» **What you should do**
Transcribe exactly the stretch of lines beginning at the one containing "of the brick" and closing with the last line of the entries below. Omit images.

[Some records]
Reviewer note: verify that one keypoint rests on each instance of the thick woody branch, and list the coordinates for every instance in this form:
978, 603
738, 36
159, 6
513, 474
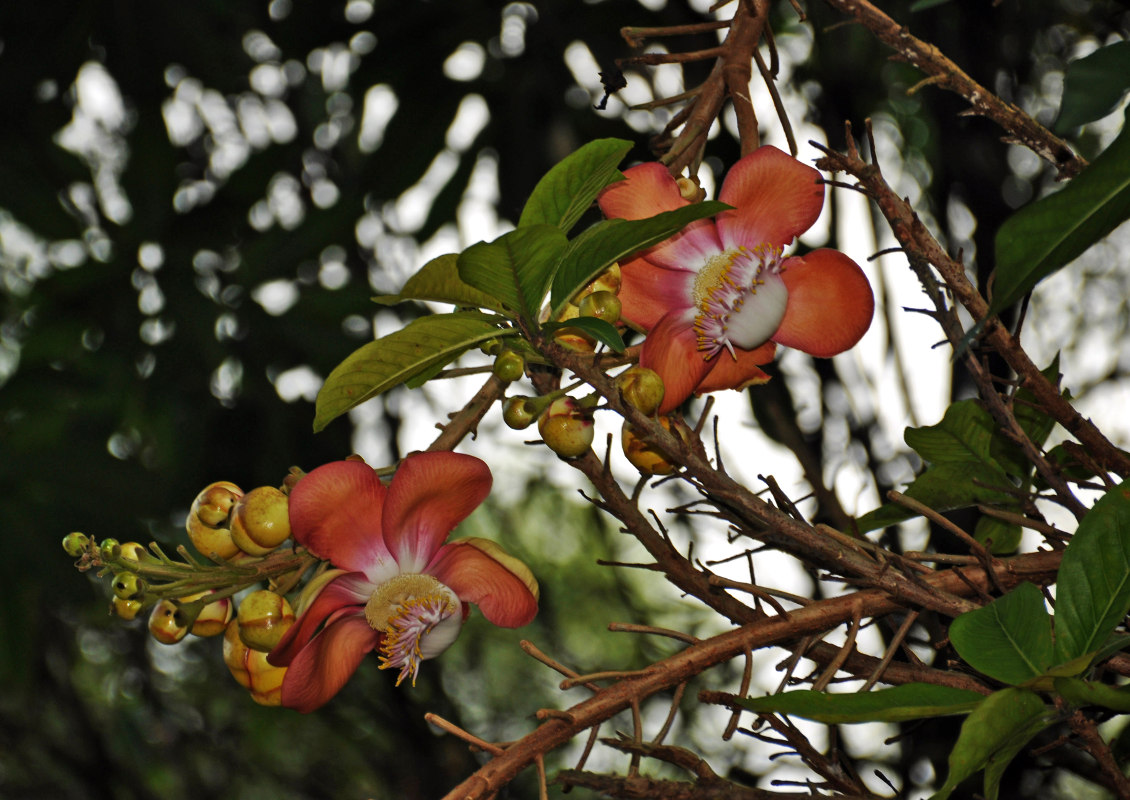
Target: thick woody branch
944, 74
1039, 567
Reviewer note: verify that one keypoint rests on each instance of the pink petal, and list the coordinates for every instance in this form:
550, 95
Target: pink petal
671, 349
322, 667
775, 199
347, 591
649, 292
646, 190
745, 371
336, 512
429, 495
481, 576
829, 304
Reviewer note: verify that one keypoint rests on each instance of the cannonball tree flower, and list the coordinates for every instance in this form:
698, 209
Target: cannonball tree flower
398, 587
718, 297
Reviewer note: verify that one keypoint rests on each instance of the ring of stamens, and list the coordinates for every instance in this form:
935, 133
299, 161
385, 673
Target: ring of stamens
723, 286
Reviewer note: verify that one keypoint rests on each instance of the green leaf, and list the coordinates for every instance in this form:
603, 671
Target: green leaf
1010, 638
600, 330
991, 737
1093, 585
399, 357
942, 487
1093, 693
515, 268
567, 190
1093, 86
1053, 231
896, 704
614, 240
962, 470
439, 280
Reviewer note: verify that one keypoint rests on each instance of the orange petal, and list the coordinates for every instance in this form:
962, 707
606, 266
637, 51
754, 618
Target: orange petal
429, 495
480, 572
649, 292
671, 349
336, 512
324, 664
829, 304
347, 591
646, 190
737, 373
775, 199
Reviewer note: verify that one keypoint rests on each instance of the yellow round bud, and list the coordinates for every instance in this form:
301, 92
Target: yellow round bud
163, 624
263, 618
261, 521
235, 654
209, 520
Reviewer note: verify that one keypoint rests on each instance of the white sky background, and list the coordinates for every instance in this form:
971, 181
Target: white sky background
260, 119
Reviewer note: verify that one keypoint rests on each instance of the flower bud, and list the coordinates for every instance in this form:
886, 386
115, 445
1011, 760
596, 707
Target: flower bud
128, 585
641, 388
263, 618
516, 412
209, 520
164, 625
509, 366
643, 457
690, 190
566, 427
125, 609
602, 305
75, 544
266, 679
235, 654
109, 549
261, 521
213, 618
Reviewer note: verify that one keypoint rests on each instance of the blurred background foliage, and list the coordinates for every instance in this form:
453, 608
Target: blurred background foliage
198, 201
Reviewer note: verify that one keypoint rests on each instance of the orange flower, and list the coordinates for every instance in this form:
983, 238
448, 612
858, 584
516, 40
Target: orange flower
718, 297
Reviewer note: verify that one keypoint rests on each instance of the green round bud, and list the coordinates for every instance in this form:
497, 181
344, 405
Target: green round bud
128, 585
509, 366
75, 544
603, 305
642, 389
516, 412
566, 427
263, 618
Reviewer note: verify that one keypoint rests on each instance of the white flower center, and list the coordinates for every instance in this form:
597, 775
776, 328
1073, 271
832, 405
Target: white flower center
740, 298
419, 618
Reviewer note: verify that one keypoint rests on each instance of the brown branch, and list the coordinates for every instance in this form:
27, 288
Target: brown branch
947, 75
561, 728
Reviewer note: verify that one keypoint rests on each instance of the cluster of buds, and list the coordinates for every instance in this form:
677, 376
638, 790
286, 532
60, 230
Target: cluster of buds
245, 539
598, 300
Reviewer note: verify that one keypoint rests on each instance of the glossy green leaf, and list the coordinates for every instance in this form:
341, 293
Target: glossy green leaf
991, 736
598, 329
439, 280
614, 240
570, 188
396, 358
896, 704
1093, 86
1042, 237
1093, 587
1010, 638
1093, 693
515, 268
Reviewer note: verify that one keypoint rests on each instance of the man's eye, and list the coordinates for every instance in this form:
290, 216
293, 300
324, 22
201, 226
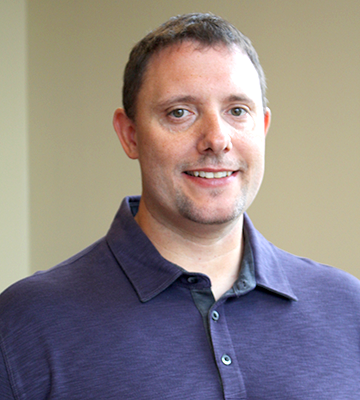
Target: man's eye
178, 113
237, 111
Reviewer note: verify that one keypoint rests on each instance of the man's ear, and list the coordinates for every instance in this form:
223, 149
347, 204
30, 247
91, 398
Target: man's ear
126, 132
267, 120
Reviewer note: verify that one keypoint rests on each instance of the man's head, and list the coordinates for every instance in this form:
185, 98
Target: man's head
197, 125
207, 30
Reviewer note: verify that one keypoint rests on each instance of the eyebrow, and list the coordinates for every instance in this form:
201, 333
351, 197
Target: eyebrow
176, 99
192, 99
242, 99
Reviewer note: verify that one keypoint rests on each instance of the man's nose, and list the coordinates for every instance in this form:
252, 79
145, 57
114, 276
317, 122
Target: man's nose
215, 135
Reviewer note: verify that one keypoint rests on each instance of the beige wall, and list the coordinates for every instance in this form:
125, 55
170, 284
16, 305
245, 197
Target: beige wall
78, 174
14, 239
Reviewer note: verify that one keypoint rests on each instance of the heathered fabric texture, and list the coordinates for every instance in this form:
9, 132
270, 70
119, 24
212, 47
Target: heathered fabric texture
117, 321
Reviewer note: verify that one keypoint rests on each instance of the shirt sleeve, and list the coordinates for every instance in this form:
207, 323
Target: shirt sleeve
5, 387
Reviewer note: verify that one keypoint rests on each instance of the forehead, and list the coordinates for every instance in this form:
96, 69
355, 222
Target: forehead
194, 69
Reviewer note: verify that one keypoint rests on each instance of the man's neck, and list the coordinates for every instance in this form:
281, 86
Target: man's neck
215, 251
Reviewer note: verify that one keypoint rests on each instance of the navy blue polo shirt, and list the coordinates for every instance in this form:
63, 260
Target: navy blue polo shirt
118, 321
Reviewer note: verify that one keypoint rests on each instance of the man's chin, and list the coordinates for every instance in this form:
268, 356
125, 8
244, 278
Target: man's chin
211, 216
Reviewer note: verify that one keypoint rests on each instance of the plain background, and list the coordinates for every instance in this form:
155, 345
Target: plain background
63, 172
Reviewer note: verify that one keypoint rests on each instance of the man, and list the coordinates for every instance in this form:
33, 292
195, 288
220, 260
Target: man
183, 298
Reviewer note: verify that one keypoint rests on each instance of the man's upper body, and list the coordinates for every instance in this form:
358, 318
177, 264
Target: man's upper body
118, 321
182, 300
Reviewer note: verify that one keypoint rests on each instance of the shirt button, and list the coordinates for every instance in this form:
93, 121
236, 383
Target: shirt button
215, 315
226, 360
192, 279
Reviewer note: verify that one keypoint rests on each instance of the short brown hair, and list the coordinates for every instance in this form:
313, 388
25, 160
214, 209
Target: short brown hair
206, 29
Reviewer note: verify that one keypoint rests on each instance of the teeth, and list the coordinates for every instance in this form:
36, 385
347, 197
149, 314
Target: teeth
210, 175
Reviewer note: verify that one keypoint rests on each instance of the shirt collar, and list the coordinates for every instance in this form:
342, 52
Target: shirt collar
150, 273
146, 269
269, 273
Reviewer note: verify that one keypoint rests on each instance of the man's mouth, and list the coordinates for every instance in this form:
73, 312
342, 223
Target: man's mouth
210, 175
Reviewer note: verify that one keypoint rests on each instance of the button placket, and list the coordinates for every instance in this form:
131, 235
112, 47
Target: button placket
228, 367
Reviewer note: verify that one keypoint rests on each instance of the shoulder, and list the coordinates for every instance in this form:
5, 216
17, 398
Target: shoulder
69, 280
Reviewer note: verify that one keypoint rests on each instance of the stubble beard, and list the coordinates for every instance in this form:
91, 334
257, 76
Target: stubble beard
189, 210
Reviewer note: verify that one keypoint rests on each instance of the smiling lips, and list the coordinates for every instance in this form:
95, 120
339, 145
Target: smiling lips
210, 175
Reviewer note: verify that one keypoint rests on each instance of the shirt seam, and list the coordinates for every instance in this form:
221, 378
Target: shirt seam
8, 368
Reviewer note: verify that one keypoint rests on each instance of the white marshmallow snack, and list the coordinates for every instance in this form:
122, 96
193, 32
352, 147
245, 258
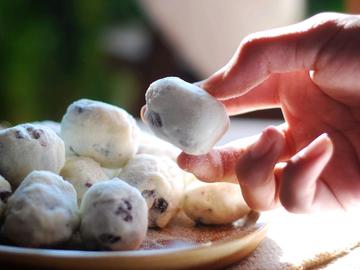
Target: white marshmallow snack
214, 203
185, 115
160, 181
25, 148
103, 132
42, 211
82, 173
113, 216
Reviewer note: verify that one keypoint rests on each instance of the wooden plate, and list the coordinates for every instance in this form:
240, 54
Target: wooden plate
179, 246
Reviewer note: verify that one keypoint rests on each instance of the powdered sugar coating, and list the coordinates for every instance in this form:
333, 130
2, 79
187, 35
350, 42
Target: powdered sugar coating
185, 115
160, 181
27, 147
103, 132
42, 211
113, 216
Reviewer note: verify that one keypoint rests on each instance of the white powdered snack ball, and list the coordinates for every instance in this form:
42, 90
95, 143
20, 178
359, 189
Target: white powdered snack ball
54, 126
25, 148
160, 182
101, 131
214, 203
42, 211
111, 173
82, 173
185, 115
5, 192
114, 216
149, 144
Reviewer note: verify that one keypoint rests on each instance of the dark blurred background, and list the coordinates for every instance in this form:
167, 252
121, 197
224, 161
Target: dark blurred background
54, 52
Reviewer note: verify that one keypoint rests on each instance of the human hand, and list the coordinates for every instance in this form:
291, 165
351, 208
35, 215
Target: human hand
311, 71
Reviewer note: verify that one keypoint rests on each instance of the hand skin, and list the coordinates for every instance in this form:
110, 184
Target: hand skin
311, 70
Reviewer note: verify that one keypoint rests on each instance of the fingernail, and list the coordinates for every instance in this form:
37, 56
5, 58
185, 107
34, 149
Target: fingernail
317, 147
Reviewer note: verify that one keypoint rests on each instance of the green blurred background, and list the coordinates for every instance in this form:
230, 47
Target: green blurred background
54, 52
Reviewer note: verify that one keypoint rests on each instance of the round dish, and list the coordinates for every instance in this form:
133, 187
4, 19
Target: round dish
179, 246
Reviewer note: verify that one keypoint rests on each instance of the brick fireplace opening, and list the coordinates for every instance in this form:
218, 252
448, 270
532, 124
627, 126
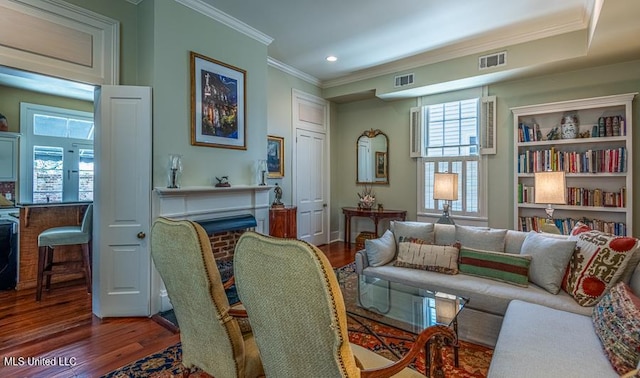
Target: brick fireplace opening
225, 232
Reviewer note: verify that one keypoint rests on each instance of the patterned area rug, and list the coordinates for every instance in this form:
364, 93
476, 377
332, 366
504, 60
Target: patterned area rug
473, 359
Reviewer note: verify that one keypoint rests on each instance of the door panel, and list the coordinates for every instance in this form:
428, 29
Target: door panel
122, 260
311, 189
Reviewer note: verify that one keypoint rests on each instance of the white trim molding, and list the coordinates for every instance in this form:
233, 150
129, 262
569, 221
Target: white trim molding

» **The response**
Reviewer note: verify that one keypoint rests on each instance of the brick fireplace opening, and list the coordinates for every instance in this form:
218, 252
448, 270
532, 124
627, 126
Target: brick fireplace opening
225, 232
Reviewer note: verify that one keypoint rests on each instance of the patterned area rug, and list the coordinates for every instance in this form:
364, 93
476, 377
332, 366
504, 60
Target: patterned area rug
473, 359
Reviewer note: verify that one keypoint rests on each instance of the door panel, and list the coordinates for every instance in this form:
428, 29
Target: door panel
122, 260
311, 189
Reviewer note: verify that one keypoint rests on each instance of the white trim molding, and list the coordinates for every instance in this form:
233, 150
129, 262
569, 221
Target: white trim molding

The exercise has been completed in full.